(Beginning of Text passage)
The road to scikit-image 1.0

Juan Nunez-Iglesias

2018-07-13 04:58

This is the first in a series of posts about the joint scikit-image, scikit-learn, and dask sprint that took place at the Berkeley Insitute of Data Science, May 28-Jun 1, 2018.

In addition to the dask and scikit-learn teams, the sprint brought together three core developers of scikit-image (Emmanuelle Gouillart, Stéfan van der Walt, and myself), and two newer contributors, Kira Evans and Mark Harfouche. Since we are rarely in the same timezone, let alone in the same room, we took the opportunity to discuss some high level goals using a framework suggested by Tracy Teal (via Chris Holdgraf): Vision, Mission, Values. I'll try do Chris's explanation of these ideas justice:

Vision: what are we trying to achieve? What is the future that we are trying to bring about?
Mission: what are we going to do about it? This is the plan needed to make the vision a reality.
Values: what are we willing to do, and not willing to do, to complete our mission?

So, on the basis of this framework, I'd like to review where scikit-image is now, where I think it needs to go, and the ideas that Emma, Stéfan, and I came up with during the sprint to get scikit-image there.

I will point out, from the beginning, that one of our values is that we are community-driven, and this is not a wishy-washy concept. (More below.) Therefore this blog post constitutes only a preliminary document, designed to kick-start an official roadmap for scikit-image 1.0 with more than a blank canvas. The roadmap will be debated on GitHub and the mailing list, open to discussion by anyone, and when completed will appear on our webpage. This post is not the roadmap.

Part one: where we are

scikit-image is a tremendously successful project that I feel very proud to have been a part of until now. I still cherish the email I got from Stéfan inviting me to join the core team. (Five years ago now!)

Like many open source projects, though, we are threatened by our own success, with feature requests and bug reports piling on faster than we can get through them. And, because we grew organically, with no governance model, it is often difficult to resolve thorny questions about API design, what gets included in the library, and how to deprecate old functionality. Discussion usually stalls before any decision is taken, resulting in a process heavily biased towards inaction. Many issues and PRs languish for years, resulting in a double loss for the project: a smaller loss from losing the PR, and a bigger one from losing a potential contributor that understandably has lost interest.
(End of Text passage)
(Beginning of Excerpted records)
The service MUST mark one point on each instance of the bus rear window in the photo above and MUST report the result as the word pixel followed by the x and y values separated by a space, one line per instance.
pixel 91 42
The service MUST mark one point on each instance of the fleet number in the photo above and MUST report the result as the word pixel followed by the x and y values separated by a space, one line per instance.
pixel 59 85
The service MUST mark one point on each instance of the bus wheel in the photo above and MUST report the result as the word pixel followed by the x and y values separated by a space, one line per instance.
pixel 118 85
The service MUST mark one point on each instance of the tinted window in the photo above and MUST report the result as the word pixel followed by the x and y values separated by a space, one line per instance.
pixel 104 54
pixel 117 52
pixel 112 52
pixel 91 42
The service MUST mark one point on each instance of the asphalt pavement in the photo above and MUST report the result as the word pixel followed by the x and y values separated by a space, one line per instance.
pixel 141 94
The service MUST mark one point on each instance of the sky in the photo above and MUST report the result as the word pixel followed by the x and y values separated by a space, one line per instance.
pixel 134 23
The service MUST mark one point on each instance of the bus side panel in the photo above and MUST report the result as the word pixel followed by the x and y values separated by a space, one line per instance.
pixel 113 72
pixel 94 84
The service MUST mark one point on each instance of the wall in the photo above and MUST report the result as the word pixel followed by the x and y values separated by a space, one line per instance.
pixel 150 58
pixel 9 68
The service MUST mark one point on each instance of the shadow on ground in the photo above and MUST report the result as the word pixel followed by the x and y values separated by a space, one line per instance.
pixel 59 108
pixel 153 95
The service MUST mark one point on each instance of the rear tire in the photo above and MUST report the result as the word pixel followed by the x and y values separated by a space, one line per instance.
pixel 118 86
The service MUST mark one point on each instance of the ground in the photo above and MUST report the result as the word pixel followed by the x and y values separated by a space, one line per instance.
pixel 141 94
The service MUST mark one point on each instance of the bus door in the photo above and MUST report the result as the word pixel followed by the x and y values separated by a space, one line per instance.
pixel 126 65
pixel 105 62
(End of Excerpted records)
• _Problem details_: Continue the blog post about the road to scikit-image 1.0, starting after its last sentence.

• _Response_:
Possibly the most impactful decision that we took at the BIDS sprint is that at least three core developers will video once a month to discuss stalled issues and PRs. (The logistics are still being worked out.) We hope that this sustained commitment will move many PRs and issues forward much faster than they have until now.

Part two: where we're going

Onto the framework. What are the vision, mission, and values of scikit-image? How will these help guide the decisions that we make daily and in our dev meetings?

Our vision

We want scikit-image to be the reference image processing and analysis library for science in Python. In one sense I think that we are already there, but there are more than enough remaining warts that they might cause the motivated user to go looking elsewhere. The vision, then, is to increase our customer satisfaction fraction in this space to something approaching 1.0.

Our mission

How do we get there? Here is our mission:

Our library must be easily re-usable. This means that we will be careful in adding new dependencies, and possibly cull some existing ones, or make them optional. We also want to remove some of the bigger test datasets from our package, which at 24MB is getting rather unwieldy! (By comparison, Python 3.7 is 16MB.) (Props to Josh Warner for noticing this.)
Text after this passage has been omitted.